**Задания к тексту**
a) Ответьте на вопросы по тексту о Салонах:
(i) С какого года выставки стали проводить в Квадратном салоне?
(ii) Скольких номеров достигло число выставленных произведений в 1765 году?
(iii) Для чьего журнала Дидро писал свои обзоры Салонов?
b) Замените в тексте о Салонах «росло» на «увеличивалось» и перепишите фрагмент, который начинается со слов «В течение всего» и заканчивается словами «больше чем вдвое.».

**Текст для чтения**
--------

Салонами назывались периодические выставки картин, гравюр и скульптуры, основанные Королевской академией в Париже при Людовике XIV (1667). В годы деятельности Дидро установился прочный обычай устраивать Салон каждые два года (с 25 августа до конца сентября). Первоначально в качестве помещения служила Большая галерея Лувра, с 1725 года они были перенесены в так называемый Квадратный салон (кроме скульптуры, которая обычно размещалась во дворе или мастерских художников), откуда происходит и само название.

В течение всего XVIII столетия число произведений, выставленных в Салонах, с каждым годом росло и в 1765 году достигло 432 номеров. На этом уровне оно держалось до начала революционной эпохи, когда в количественном отношении Салоны сразу выросли больше чем вдвое.

Несмотря на официальный характер Салонов, они достаточно полно отражали развитие французского искусства в эпоху Дидро и, без сомнения, стояли выше других художественных выставок, число которых в Париже этого времени вообще было невелико.

Шестидесятые годы XVIII века -- время подъема общественного значения Салонов. Они привлекали в стены Лувра самую разнообразную публику -- от аристократии и состоятельной буржуазии до самых демократических слоев населения. Мерсье в «Картинах Парижа» пишет, что в день открытия Салона «поток посетителей не прекращается с утра до вечера. Бывают часы, когда в нем задыхаешься. Это -- настоящее смятение». Он отмечает, что «зрители столь же пестры, как изображенные сюжеты, где все смешано -- духовное и светское, патетическое и гротескное».

Дидро писал свои обзоры Салонов для «Литературной, философской и критической корреспонденции» Гримма. Друг Дидро Фридрих Мельхиор Гримм был резидентом одного из немецких государств в Париже. Журнал был рукописным, он выходил в количестве пятнадцати -- двадцати экземпляров и сообщал парижские литературные новости европейским дворам, жадно следившим за первой столицей мира. В числе подписчиков «Литературной корреспонденции» были Екатерина II, герцогиня Саксен-Готская, шведский король, король Польши и другие, более мелкие властители. Журнал Гримма, в котором помещено немало произведений Дидро, читался, конечно, не только коронованными особами. Его знал, например, Гете.

--------

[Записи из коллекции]
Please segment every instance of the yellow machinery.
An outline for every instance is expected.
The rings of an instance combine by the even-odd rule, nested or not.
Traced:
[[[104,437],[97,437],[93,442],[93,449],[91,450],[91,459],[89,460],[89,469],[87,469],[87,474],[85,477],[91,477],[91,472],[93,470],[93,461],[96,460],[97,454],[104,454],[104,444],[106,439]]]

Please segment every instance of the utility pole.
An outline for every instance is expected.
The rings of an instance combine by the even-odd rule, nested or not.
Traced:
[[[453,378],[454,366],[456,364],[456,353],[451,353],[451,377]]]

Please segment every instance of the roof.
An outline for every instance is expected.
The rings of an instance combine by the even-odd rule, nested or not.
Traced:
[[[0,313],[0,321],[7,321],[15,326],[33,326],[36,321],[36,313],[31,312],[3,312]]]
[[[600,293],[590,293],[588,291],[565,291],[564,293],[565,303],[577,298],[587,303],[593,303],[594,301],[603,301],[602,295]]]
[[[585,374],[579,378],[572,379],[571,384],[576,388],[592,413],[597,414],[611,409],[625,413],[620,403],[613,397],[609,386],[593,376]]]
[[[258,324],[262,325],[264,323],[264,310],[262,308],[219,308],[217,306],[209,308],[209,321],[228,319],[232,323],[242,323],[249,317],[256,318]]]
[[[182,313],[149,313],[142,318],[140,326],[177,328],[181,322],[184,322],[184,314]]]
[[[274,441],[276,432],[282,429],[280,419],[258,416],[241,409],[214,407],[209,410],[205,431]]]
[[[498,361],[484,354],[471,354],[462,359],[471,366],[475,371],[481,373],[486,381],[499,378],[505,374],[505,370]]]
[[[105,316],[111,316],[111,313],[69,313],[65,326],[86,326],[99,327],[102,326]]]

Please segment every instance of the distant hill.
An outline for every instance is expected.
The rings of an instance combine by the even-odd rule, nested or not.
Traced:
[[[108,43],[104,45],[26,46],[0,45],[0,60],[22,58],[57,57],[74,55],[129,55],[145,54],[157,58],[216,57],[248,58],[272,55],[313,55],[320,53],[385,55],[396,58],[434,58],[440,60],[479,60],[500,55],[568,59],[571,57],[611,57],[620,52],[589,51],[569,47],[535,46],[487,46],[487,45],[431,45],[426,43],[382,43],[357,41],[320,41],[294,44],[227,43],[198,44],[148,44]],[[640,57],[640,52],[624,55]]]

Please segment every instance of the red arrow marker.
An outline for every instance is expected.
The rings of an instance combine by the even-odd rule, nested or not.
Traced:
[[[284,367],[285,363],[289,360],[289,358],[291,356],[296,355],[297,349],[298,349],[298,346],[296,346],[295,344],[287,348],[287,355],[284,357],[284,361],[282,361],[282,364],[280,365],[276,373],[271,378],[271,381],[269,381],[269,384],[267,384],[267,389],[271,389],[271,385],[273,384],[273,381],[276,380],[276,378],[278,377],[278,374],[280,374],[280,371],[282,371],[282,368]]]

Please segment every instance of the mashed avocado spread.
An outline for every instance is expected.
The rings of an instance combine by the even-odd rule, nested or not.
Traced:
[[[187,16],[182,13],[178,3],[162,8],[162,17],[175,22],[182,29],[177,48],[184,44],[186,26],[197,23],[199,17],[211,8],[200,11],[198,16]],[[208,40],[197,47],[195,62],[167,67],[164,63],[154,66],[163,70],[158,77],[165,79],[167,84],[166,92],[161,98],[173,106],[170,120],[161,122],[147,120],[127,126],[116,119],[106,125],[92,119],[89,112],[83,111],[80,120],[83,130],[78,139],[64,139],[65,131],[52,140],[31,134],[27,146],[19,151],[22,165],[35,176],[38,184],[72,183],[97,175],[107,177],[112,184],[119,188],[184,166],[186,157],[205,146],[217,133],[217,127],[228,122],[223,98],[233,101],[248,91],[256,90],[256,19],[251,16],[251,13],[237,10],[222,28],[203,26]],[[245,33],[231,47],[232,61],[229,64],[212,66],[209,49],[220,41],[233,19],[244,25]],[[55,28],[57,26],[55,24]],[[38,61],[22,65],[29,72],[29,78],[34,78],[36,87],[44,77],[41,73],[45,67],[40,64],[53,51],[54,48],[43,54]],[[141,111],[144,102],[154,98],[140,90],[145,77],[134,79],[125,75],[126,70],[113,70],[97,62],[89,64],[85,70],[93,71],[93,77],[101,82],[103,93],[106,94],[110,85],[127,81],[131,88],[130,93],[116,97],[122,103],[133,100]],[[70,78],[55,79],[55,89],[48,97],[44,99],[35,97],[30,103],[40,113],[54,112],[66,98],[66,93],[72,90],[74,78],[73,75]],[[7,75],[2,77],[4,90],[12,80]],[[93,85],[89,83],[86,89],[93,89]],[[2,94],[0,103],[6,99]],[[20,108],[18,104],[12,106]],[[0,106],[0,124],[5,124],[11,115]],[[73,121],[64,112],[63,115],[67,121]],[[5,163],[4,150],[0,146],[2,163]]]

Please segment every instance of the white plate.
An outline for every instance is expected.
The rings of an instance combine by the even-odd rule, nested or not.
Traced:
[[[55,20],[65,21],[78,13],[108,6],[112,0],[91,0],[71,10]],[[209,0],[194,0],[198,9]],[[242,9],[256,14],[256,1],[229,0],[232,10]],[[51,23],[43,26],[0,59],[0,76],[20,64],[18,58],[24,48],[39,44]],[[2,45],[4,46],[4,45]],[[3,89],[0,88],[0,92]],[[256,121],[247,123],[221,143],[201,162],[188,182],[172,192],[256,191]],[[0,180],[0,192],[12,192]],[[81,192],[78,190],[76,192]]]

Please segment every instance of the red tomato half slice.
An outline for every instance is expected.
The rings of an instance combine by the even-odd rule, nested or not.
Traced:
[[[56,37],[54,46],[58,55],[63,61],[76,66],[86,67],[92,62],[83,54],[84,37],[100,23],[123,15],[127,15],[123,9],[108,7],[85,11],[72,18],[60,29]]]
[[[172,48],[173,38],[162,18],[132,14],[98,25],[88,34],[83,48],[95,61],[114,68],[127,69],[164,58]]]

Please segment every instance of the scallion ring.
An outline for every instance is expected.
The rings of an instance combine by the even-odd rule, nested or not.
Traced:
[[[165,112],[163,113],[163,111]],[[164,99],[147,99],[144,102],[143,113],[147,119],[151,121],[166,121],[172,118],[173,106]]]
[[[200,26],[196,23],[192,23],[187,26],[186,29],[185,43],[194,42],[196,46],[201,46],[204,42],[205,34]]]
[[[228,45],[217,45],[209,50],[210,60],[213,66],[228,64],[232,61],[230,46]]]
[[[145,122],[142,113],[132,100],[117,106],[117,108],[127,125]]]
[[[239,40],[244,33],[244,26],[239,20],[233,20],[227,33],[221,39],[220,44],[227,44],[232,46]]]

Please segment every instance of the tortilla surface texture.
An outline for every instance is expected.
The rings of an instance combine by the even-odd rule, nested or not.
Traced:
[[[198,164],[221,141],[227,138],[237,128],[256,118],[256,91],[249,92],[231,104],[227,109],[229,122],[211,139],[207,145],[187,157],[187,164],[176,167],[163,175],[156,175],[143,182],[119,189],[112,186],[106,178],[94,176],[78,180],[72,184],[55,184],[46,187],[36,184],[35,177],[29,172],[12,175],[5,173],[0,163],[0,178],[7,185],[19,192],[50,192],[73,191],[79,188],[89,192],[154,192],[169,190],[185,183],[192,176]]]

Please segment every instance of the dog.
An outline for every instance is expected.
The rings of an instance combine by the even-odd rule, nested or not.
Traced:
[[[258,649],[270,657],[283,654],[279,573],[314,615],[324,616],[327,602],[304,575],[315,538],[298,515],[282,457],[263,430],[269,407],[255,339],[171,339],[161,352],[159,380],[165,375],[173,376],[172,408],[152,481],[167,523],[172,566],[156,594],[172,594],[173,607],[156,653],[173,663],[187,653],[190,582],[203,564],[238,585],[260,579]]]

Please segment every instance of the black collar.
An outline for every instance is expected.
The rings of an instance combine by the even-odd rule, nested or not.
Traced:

--------

**Ответы к заданиям**
a)
(i) С 1725 года.
(ii) 432 номеров.
(iii) Для «Литературной, философской и критической корреспонденции» Гримма.

b)
В течение всего XVIII столетия число произведений, выставленных в Салонах, с каждым годом увеличивалось и в 1765 году достигло 432 номеров. На этом уровне оно держалось до начала революционной эпохи, когда в количественном отношении Салоны сразу выросли больше чем вдвое.